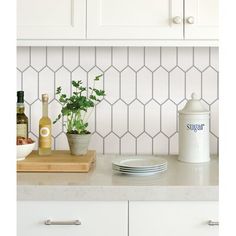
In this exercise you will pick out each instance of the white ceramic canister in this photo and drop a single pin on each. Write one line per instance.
(194, 144)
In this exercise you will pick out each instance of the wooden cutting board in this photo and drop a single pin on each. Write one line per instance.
(58, 161)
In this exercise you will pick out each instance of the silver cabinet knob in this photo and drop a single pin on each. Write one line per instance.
(177, 20)
(190, 20)
(213, 223)
(72, 222)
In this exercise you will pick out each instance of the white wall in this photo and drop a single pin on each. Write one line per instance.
(145, 87)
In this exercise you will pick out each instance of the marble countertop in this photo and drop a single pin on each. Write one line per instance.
(182, 181)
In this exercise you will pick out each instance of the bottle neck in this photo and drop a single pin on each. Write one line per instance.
(20, 108)
(45, 109)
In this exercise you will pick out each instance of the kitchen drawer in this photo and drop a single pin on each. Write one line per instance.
(97, 218)
(172, 218)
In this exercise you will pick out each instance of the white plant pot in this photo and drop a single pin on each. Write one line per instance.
(78, 143)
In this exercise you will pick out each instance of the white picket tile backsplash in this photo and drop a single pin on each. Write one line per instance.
(145, 88)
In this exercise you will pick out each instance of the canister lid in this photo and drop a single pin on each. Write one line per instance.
(194, 106)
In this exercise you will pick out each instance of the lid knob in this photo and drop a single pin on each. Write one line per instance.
(194, 96)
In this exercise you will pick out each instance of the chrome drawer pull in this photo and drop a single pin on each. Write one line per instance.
(213, 223)
(71, 222)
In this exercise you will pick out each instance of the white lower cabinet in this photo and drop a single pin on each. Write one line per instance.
(117, 218)
(96, 218)
(172, 218)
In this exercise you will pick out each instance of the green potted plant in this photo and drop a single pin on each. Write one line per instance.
(77, 109)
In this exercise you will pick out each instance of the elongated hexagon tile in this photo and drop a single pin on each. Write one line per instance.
(177, 85)
(28, 112)
(120, 57)
(185, 57)
(54, 109)
(128, 145)
(19, 79)
(214, 56)
(63, 78)
(160, 144)
(174, 144)
(96, 143)
(38, 57)
(144, 85)
(61, 142)
(136, 118)
(128, 85)
(54, 57)
(209, 85)
(215, 118)
(36, 114)
(152, 57)
(79, 74)
(119, 118)
(30, 85)
(91, 76)
(112, 84)
(103, 57)
(111, 144)
(168, 118)
(214, 145)
(136, 59)
(193, 82)
(144, 144)
(152, 118)
(71, 57)
(201, 57)
(46, 83)
(103, 118)
(160, 85)
(87, 57)
(23, 58)
(168, 57)
(180, 107)
(90, 118)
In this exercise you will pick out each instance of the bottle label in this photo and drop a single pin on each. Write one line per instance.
(21, 130)
(44, 136)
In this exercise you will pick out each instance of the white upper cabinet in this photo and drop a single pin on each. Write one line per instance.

● **Task to carry out**
Go through the material above and print all of it exactly, except the pictures.

● **Answer to the exercise**
In this exercise you will pick out each instance of the white ceramic canister in this photo and drop a single pin on each. Write one line per instance.
(194, 144)
In this exercise you will pick out each instance of the wooden cutting board in this photo and drop a single pin on each. Write one line per instance.
(58, 161)
In this exercise you will pick out each instance of the silver cabinet knob in this photo and drop a single pin on each. Write one line per instance.
(177, 20)
(190, 20)
(213, 223)
(72, 222)
In this exercise you will pick out each instance of the white wall in this photo and drop a single pin on each. Write one line per instance.
(145, 87)
In this exercise you will pick out each instance of the marble countertop in this photo and drop a single pin on each. Write one line per instance.
(182, 181)
In this exercise you will pick out each instance of the bottle neck in this photo and drop a single pin on each. Write one line per instance.
(20, 108)
(45, 109)
In this exercise you will pick out each instance of the kitchen drawer in this photo and drop a single pin on each. Write one line per instance.
(97, 218)
(172, 218)
In this exercise you will pick out each instance of the white plant pot in this photo and drop a single pin on each. Write one line per instance.
(78, 143)
In this exercise you will pick out each instance of the white picket tile backsplash in this photo and drop a single pin on each. Write one line per instance.
(145, 88)
In this exercise you will pick out each instance of the canister lid in this photo and drop a single pin on each. Write one line per instance.
(194, 106)
In this exercise you will pick out each instance of the lid knob in this photo and drop a single pin on each. Write one line per instance.
(194, 96)
In this exercise you will pick out each instance of the chrome drawer pull in this photo and drop a single pin on each. Write one line per instance.
(213, 223)
(71, 222)
In this exercise you will pick out each instance of the white lower cabinet in this photo and drop a single pin on each. Write one line per instance.
(117, 218)
(96, 218)
(172, 218)
In this exercise you will pick out each instance of the green potted plant in this photo and drop a single pin on each. Write one line per instance.
(77, 109)
In this exercise you will pick out each instance of the elongated hexagon tile in this photo and drop a single pin on each. Write one line per instance.
(177, 85)
(28, 112)
(120, 57)
(185, 57)
(54, 109)
(128, 145)
(19, 79)
(214, 56)
(63, 78)
(160, 144)
(174, 144)
(96, 143)
(38, 57)
(144, 85)
(61, 142)
(136, 118)
(128, 85)
(54, 57)
(209, 85)
(215, 118)
(36, 114)
(152, 57)
(79, 74)
(119, 118)
(30, 85)
(91, 76)
(112, 84)
(103, 57)
(111, 144)
(168, 118)
(214, 145)
(136, 59)
(193, 82)
(144, 144)
(152, 118)
(71, 57)
(201, 57)
(46, 83)
(103, 118)
(160, 85)
(87, 57)
(23, 58)
(168, 57)
(180, 107)
(90, 118)
In this exercise you will pick out each instance of the bottle label in this photo and drop a single pin on each. Write one line per instance.
(21, 130)
(44, 136)
In this exercise you will pick out each instance of the white upper cabinet in this photo and drop a single pin on each. Write one line per instance.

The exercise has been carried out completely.